── Source material ──

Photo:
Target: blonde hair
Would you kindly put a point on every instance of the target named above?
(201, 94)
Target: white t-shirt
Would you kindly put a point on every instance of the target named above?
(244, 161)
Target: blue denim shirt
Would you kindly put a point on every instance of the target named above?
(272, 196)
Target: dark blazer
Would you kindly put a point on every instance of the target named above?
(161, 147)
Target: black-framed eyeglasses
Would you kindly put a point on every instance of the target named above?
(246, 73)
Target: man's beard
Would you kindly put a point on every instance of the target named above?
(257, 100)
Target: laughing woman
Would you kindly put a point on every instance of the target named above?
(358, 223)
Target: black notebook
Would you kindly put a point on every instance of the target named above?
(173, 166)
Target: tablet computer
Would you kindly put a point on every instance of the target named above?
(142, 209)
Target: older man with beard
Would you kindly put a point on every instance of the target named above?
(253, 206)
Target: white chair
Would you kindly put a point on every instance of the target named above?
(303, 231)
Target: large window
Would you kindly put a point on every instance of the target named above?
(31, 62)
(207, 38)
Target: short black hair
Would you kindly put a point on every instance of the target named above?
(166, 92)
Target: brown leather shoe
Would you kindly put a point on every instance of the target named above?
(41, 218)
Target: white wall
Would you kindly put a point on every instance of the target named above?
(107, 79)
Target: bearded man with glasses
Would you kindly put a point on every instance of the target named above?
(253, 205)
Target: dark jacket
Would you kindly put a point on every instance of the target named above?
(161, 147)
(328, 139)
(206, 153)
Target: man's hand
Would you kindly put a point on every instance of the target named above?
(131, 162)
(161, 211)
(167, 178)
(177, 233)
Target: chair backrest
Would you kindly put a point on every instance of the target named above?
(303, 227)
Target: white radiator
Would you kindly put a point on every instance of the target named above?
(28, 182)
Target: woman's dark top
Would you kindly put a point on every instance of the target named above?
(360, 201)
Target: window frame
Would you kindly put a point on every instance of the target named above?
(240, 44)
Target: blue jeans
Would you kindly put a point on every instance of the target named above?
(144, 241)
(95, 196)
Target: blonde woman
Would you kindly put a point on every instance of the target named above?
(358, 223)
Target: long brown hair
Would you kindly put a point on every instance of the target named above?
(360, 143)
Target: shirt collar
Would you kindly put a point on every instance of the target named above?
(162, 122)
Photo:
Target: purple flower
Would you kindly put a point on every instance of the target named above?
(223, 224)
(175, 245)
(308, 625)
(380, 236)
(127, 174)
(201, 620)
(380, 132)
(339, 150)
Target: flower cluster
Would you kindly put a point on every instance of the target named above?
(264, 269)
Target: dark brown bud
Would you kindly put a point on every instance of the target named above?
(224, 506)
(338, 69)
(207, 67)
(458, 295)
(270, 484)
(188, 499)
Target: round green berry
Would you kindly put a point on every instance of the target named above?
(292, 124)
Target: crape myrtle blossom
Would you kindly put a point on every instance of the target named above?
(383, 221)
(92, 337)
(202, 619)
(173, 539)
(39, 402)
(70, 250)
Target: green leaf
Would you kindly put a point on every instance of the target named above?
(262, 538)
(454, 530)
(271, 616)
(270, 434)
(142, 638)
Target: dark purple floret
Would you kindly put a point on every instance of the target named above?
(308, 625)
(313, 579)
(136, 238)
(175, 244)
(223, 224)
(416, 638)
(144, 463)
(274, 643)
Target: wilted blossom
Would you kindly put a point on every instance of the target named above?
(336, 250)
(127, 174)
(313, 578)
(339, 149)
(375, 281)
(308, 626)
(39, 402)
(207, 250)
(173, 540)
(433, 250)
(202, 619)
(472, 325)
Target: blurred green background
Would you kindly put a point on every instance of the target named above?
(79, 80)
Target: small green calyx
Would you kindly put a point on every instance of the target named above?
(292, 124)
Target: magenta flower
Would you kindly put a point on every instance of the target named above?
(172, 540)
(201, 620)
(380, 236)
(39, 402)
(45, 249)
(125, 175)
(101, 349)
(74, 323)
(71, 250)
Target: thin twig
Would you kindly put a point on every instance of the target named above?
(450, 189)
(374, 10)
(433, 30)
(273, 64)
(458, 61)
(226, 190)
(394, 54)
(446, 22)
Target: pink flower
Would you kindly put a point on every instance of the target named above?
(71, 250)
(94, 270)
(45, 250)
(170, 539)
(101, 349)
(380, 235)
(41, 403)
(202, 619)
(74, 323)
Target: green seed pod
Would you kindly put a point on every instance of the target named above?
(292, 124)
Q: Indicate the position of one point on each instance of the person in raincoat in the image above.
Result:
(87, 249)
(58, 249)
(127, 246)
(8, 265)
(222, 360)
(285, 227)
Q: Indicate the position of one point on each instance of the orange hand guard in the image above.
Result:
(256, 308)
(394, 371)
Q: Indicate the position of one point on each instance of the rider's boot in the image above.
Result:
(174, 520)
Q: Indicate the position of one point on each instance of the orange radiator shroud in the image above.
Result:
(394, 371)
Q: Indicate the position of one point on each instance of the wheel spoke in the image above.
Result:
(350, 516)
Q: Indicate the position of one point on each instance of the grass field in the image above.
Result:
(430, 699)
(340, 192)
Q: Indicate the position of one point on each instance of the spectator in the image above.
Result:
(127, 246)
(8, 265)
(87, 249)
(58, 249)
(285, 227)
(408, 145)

───

Assignment: Would you print each line of the material exactly?

Solution:
Photo:
Target: blonde hair
Would you kindly put a point on every instance of the target named above?
(201, 94)
Target: white t-shirt
Would you kindly put a point on every instance of the target named above?
(244, 161)
Target: blue denim shirt
Would you kindly put a point on every instance of the target named above?
(272, 196)
Target: dark blazer
Would you kindly put a point on every instance of the target named above?
(161, 147)
Target: black-framed eyeglasses
Would you kindly put a point on every instance of the target named above?
(246, 73)
Target: man's beard
Would you kindly put a point on every instance of the target named above?
(257, 100)
Target: laughing woman
Would you kindly put a point on every instance of the target named above?
(358, 223)
Target: black notebook
Would you kindly put a point on every instance of the target named above?
(173, 166)
Target: tablet computer
Would you kindly put a point on every instance of the target named above?
(142, 209)
Target: older man with beard
Would you kindly put a point on every instance of the target named above?
(253, 206)
Target: white chair
Would you kindly put a point on every instance of the target named above?
(303, 231)
Target: large window
Would you kindly put a point on every instance of the target named above?
(31, 62)
(207, 38)
Target: short black hair
Would you kindly put a point on every instance of the target named above?
(166, 92)
Target: brown leather shoe
Would you kindly put a point on every instance of the target named above?
(41, 218)
Target: white wall
Would you kindly put a point on every instance of the target named above?
(107, 79)
Target: bearded man with glasses
Would you kindly put a point on every instance of the target named above?
(253, 205)
Target: dark jacket
Would you kindly put a point on every instance of the target named above?
(161, 147)
(328, 139)
(206, 153)
Target: man's hand
Would you kindly put a point on every instance of the target named above?
(131, 162)
(161, 211)
(167, 178)
(177, 233)
Target: chair backrest
Would you kindly put a point on every instance of the target named above?
(303, 227)
Target: white radiator
Would you kindly put a point on every instance of the target named above?
(28, 182)
Target: woman's dark top
Would you kindly put a point on every instance of the target named above?
(360, 201)
Target: window frame
Would you kindly put a point on every instance of the target named above?
(240, 44)
Target: blue jeans
Would you kindly put a point on every instance of the target named above?
(144, 241)
(95, 196)
Target: blonde woman
Would you kindly put a point on every instance of the target named above?
(358, 223)
Target: long brown hair
Would you kindly put a point on every instance of the target named above?
(360, 143)
Target: shirt collar
Would you kindly put a point on every instance of the target named above?
(162, 122)
Photo:
Target: purple flower
Would you kindly put a point on every instance of the target named above?
(223, 224)
(175, 245)
(308, 625)
(380, 236)
(127, 174)
(201, 620)
(380, 132)
(339, 150)
Target: flower cluster
Would you kindly put a point on every instance of the target named above?
(264, 269)
Target: dark brown bud
Would you kindly put a point on every instance of the target named above?
(224, 506)
(338, 69)
(207, 67)
(458, 295)
(270, 484)
(188, 499)
Target: round green berry
Would you kindly put a point on every instance of the target named above?
(292, 124)
Target: crape myrtle blossom
Would you kindly put a point on every instance of the target named above?
(383, 221)
(92, 337)
(202, 619)
(173, 539)
(39, 402)
(70, 250)
Target: green leaf
Would you kindly put a point on every instance of the target named above?
(262, 538)
(454, 530)
(271, 616)
(270, 434)
(142, 638)
Target: dark purple floret
Would you kindly put a point on every instance of the target named above?
(308, 625)
(313, 579)
(136, 238)
(175, 244)
(223, 224)
(416, 638)
(144, 463)
(274, 643)
Target: wilted blossom
Would you kindly put a point on every instance of the target named above?
(336, 250)
(127, 174)
(313, 578)
(339, 149)
(375, 281)
(308, 626)
(39, 402)
(207, 250)
(173, 540)
(433, 250)
(202, 619)
(472, 325)
Target: blurred green background
Would you kindly put a point on every instance of the target named above?
(79, 80)
Target: small green calyx
Would you kindly put a point on every instance of the target named above?
(292, 124)
Target: magenta flower
Would you kindly put a point on every instance of the target named above?
(172, 540)
(201, 620)
(380, 236)
(39, 402)
(45, 249)
(125, 175)
(101, 349)
(74, 323)
(71, 250)
Target: thin twig
Would you kindly put a point on every instance of the target named above?
(450, 189)
(374, 10)
(433, 30)
(273, 64)
(458, 61)
(226, 190)
(394, 54)
(446, 22)
Target: pink flower
Would you kindly put a point on every instance of the target named above?
(71, 250)
(94, 270)
(45, 250)
(170, 539)
(101, 349)
(380, 235)
(41, 403)
(202, 619)
(74, 323)
Target: green seed pod
Would you kindly put a point on every instance of the target named above?
(292, 124)
Q: Indicate the position of one point on each instance of the person in raincoat in the image above.
Result:
(87, 249)
(58, 249)
(127, 246)
(8, 265)
(222, 360)
(285, 227)
Q: Indicate the position of one point on each instance of the orange hand guard in the image above.
Result:
(256, 308)
(394, 371)
Q: Indicate the position of one point on each instance of the rider's boot in the image above.
Result:
(174, 520)
Q: Indicate the position of one point on each instance of the orange radiator shroud in the image above.
Result:
(394, 371)
Q: Indicate the position of one point on each instance of the wheel spoke in the image above.
Result:
(350, 516)
Q: Indicate the position of one point on each instance of the grass field in the image above.
Result:
(430, 699)
(340, 192)
Q: Indicate the position of one point on each instance of the spectator in the image above.
Result:
(127, 246)
(8, 265)
(87, 249)
(58, 249)
(285, 227)
(408, 145)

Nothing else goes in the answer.